== Task prompt ==
Reproduce every entry in the listing without alteration.

== Supplied material ==
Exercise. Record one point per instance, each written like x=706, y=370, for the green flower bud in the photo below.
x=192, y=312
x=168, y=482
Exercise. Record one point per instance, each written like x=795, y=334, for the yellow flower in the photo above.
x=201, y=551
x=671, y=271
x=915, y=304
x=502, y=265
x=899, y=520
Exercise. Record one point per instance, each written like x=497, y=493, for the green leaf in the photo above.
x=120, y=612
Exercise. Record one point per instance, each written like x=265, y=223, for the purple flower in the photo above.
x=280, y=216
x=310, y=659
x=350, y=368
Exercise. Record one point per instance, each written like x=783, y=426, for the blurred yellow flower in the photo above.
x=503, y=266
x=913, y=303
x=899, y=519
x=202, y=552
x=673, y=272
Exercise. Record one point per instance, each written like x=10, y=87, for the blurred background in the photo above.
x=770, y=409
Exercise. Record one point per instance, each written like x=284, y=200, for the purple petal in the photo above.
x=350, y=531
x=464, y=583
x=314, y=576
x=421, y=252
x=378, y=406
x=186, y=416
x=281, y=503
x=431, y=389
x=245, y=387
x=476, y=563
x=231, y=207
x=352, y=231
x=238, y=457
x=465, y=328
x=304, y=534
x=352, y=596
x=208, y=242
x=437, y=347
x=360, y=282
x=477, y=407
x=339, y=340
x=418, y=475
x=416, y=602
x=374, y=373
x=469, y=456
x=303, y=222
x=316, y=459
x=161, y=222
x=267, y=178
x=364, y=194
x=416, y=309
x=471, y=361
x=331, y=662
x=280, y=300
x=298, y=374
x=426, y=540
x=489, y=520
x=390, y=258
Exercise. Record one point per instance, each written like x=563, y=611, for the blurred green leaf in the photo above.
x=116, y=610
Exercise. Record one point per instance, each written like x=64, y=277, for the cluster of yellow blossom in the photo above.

== Answer to the problem ==
Exercise. Record one point per instance, each written like x=706, y=370, for the green flower bud in the photo below.
x=192, y=312
x=168, y=482
Exercise. Record one point per instance, each written like x=795, y=334, for the yellow flower in the photo above.
x=201, y=551
x=671, y=271
x=915, y=304
x=502, y=265
x=899, y=520
Exercise. Record one point per instance, each written like x=497, y=493, for the green leaf in the photo above.
x=120, y=612
Exercise. Record one point per instance, each written like x=265, y=223, for the purple flower in the photo above.
x=280, y=216
x=310, y=659
x=350, y=368
Exercise. Record one point per instance, each written like x=783, y=426, for the blurred yellow flower in the photo above.
x=503, y=266
x=913, y=303
x=899, y=519
x=202, y=552
x=673, y=272
Exercise. Record one point per instance, each written like x=10, y=87, for the blurred background in the photo above.
x=770, y=409
Exercise. Record one point per instance, each written like x=284, y=200, for the purple petal in the photo above.
x=350, y=531
x=464, y=583
x=314, y=576
x=421, y=252
x=378, y=406
x=186, y=416
x=281, y=503
x=431, y=389
x=245, y=387
x=476, y=563
x=231, y=207
x=352, y=231
x=238, y=457
x=465, y=328
x=304, y=534
x=352, y=596
x=208, y=242
x=437, y=347
x=360, y=282
x=477, y=407
x=339, y=340
x=418, y=475
x=416, y=602
x=374, y=373
x=469, y=456
x=303, y=222
x=316, y=459
x=161, y=222
x=267, y=178
x=364, y=194
x=416, y=309
x=471, y=361
x=331, y=662
x=280, y=300
x=298, y=374
x=426, y=540
x=489, y=520
x=390, y=258
Exercise. Record one point per instance, each written like x=563, y=611, for the blurred green leaf in the photo above.
x=116, y=610
Exercise. Record one point per instance, each written like x=64, y=277, for the cluster of yellow blossom in the photo above.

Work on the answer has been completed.